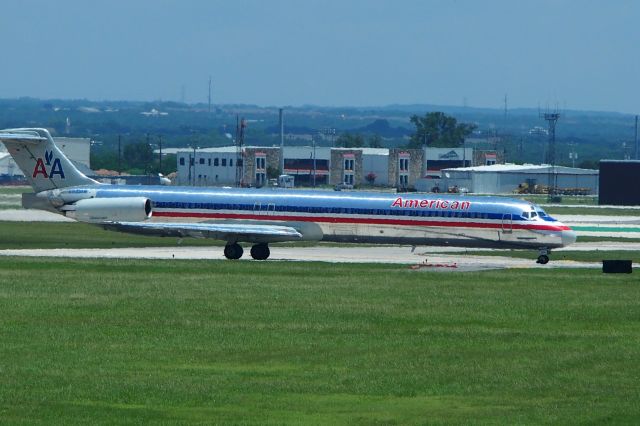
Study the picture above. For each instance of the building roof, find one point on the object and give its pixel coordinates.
(523, 168)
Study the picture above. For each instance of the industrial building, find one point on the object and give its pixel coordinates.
(508, 178)
(309, 165)
(617, 182)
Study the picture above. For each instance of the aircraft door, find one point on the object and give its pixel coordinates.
(507, 223)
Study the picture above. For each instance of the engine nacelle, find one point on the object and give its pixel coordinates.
(120, 209)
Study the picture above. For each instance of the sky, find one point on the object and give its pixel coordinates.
(582, 55)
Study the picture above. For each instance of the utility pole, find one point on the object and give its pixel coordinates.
(209, 108)
(281, 117)
(552, 119)
(160, 156)
(636, 137)
(119, 156)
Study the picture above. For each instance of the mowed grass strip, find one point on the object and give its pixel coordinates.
(115, 341)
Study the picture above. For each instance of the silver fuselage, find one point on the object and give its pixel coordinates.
(354, 217)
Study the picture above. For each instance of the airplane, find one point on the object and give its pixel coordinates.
(263, 216)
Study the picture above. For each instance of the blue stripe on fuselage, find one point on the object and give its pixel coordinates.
(315, 202)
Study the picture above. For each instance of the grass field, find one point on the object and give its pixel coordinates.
(89, 341)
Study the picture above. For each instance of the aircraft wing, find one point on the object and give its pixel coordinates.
(231, 232)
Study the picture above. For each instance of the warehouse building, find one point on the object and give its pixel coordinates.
(618, 182)
(508, 178)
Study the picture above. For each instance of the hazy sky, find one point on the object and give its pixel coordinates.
(577, 54)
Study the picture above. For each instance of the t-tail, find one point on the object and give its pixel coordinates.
(42, 163)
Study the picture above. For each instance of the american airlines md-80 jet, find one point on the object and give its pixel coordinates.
(260, 217)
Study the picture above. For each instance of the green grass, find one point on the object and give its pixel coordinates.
(29, 235)
(88, 341)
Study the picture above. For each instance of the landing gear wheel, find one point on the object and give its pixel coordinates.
(233, 251)
(543, 259)
(260, 252)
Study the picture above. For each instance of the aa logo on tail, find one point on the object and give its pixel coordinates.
(54, 169)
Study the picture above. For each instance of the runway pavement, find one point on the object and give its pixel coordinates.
(423, 258)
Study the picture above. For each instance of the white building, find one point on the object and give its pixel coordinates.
(505, 178)
(207, 166)
(375, 161)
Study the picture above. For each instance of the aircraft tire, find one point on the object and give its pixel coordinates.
(543, 259)
(260, 252)
(233, 251)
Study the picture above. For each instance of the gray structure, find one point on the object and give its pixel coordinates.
(506, 178)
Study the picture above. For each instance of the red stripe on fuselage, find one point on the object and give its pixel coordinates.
(361, 220)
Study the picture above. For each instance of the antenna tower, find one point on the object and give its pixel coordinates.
(552, 119)
(209, 108)
(240, 125)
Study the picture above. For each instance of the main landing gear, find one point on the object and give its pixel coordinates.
(258, 251)
(543, 256)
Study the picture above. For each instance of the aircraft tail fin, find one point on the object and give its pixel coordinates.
(41, 161)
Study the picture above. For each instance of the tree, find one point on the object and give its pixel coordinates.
(437, 129)
(375, 141)
(138, 155)
(347, 140)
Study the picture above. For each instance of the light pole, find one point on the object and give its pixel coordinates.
(313, 140)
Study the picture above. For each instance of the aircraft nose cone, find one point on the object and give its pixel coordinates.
(568, 237)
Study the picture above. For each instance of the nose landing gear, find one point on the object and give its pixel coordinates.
= = = = = = =
What is needed ->
Print every row above word for word, leaving out the pictures.

Full response ->
Study the picture above. For each instance of the building roof, find one point on the object and give its pixel coordinates.
(523, 168)
Study the picture above. For each instance of the industrial building, find one point on the object and give its pixel coordinates.
(508, 178)
(309, 165)
(617, 182)
Study the picture above. For each instance of the aircraft door, find one point on the object and give its pixel coordinates.
(507, 223)
Study the picture above. For each instance of the engine nacelle, find one point on the object and give its pixel coordinates.
(120, 209)
Study the picture above. For each instance of the sky, find one point on the object and give its pixel coordinates.
(582, 55)
Study the picture above. For each instance of the utility pole, find one point on the object and give its pixel coordinates.
(209, 108)
(281, 117)
(552, 119)
(160, 156)
(636, 137)
(119, 156)
Study the picture above. For each instance of the mowed grass strip, find one point on the object and give its pixel coordinates.
(115, 341)
Study the picture above. For each instance of the silver fuselage, find one point on the object and give its pixel coordinates.
(354, 217)
Study the picture above. For each instance of the airplane, find one point on the object and give its pixel coordinates.
(263, 216)
Study the picture above. For each instance of the blue stripe on fuselage, find one point on the object and give its pixel coordinates.
(315, 202)
Study the picture above. For each instance of the grass field, find one point on the object and give its pixel coordinates.
(89, 341)
Study the picture above. For each instance of the aircraft wing, find one point on the object and give its pixel coordinates.
(231, 232)
Study the picture above. For each instance of the warehouse building, find one point on the object and give its pixel coordinates.
(618, 182)
(508, 178)
Study the picture above. For each instance of the hazy sky, find one point on the object and give its pixel coordinates.
(577, 54)
Study the picture above. For each instance of the t-tail, find one point on the object and give its pixel coordinates.
(42, 163)
Study the picture above. For each instance of the american airlines md-80 jet, find one point on the object and give its pixel coordinates.
(260, 217)
Study the picture above. For each instance of the green grass, find one point on the object and give its pixel coordinates.
(29, 235)
(88, 341)
Study the picture above. For each instance of the landing gear wheel, find one point on the object and give its pixel coordinates.
(233, 251)
(543, 259)
(260, 252)
Study the picture above. For each instance of the aa logo on tail, find one point on the object and give its pixel coordinates.
(54, 169)
Study the picture above. For each instance of the runway pavement, find one point on the object and give its pixel coordinates.
(423, 258)
Study the picture above. For each instance of the white building, find one point on the object and give its pixel coordinates.
(505, 178)
(207, 166)
(375, 161)
Study the picture above. For each instance of the aircraft tire, find one point on the object and give its pixel coordinates.
(543, 259)
(260, 252)
(233, 251)
Study the picture above. For each instance of the gray structure, find one point on the object and give its pixel coordinates.
(506, 178)
Study the picture above. For each instance of the red stripe on fuselage, find one point on the object and give its pixel coordinates.
(361, 220)
Study the picture above. For each instance of the antenna tower, find one point on the object and give its pixel coordinates.
(552, 119)
(209, 108)
(240, 125)
Study the picture above. For each instance of the main landing gear, find one point on the object and give its pixel coordinates.
(258, 251)
(543, 256)
Study the picture above. For each instance of the aircraft tail fin, find one point on the object and give its pixel coordinates.
(41, 161)
Study the picture above. For each instance of the tree, find one point on the object and give its pixel coordinates.
(437, 129)
(375, 141)
(138, 155)
(347, 140)
Study the picture above. For each instance of the light pole, find one point on the object and give its pixel coordinates.
(313, 140)
Study the picture above. For each instance of the aircraft nose cone, find one point on the object and give its pixel coordinates.
(568, 237)
Study the picture above. For each instance of the nose landing gear, find one point on the object and give its pixel coordinates.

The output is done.